## Task statement
Count the lines in the rows below that contain the string "green", treating the match as case-sensitive. Reply with the number alone.
-- START OF Stored rows --
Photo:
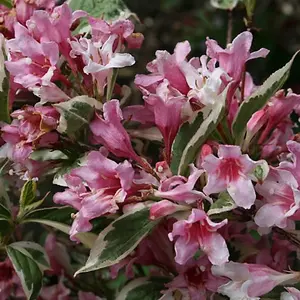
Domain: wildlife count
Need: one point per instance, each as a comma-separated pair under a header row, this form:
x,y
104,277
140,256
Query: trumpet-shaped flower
x,y
230,171
199,232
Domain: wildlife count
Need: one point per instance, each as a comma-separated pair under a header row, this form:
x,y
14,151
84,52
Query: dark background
x,y
166,22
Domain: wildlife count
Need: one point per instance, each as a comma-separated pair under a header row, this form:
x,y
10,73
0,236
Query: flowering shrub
x,y
195,194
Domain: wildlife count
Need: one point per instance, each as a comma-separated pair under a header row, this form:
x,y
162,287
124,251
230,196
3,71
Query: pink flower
x,y
102,30
166,107
249,281
166,66
199,232
32,63
233,58
294,165
181,189
25,9
87,296
110,132
55,27
291,294
109,184
164,208
100,59
281,199
195,280
31,128
10,284
231,172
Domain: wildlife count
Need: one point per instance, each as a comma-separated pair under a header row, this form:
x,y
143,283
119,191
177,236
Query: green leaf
x,y
76,113
6,3
35,251
250,6
27,269
106,9
222,204
118,240
4,213
143,288
224,4
259,99
28,193
59,218
192,135
48,154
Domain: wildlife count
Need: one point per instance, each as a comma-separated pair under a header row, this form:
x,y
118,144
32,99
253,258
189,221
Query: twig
x,y
229,27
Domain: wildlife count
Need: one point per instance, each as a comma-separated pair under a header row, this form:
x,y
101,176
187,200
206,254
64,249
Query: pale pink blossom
x,y
281,199
30,129
100,58
109,131
232,59
291,294
95,189
249,281
181,189
294,164
166,66
231,171
102,30
195,280
199,232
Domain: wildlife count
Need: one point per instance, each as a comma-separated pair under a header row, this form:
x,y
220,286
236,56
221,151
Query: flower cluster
x,y
198,186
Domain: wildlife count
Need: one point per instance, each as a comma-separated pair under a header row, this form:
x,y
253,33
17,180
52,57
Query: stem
x,y
229,27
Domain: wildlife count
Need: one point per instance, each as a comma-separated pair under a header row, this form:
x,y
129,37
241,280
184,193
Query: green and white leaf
x,y
47,154
76,113
106,9
143,288
118,240
6,3
224,4
4,84
35,251
192,135
59,218
28,193
223,204
261,171
27,269
259,99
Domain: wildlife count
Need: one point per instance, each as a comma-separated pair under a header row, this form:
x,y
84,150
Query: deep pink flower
x,y
199,232
294,164
55,27
25,9
281,199
109,184
233,58
167,108
109,131
250,280
231,172
195,280
291,294
180,188
124,29
31,128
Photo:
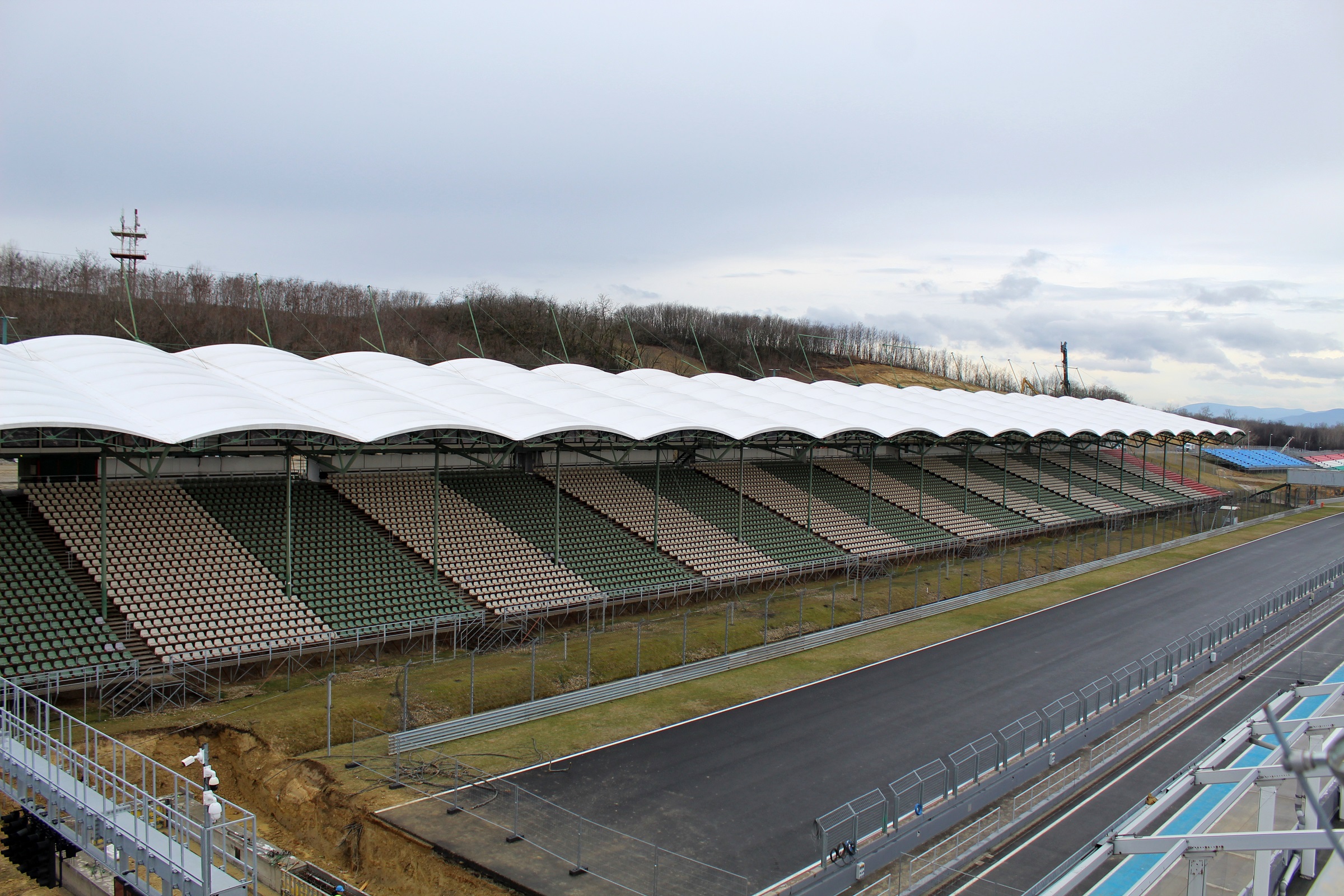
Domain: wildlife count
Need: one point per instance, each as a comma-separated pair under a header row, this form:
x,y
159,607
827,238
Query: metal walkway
x,y
140,820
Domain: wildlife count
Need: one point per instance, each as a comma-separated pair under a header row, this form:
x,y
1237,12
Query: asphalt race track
x,y
740,789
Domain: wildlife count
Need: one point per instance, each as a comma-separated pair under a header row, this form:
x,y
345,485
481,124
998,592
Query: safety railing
x,y
140,820
953,776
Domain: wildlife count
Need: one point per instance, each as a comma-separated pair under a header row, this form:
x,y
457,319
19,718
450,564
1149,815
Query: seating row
x,y
663,523
186,585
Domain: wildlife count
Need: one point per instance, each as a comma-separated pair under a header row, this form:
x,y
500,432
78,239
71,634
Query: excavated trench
x,y
303,809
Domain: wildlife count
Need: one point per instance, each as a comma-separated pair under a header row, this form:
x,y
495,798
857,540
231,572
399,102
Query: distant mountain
x,y
1292,416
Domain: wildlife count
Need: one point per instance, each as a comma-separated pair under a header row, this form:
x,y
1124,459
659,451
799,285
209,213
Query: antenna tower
x,y
129,251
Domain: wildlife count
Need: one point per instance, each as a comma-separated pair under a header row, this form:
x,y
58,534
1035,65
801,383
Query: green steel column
-- END OF Stored rows --
## Response to the task
3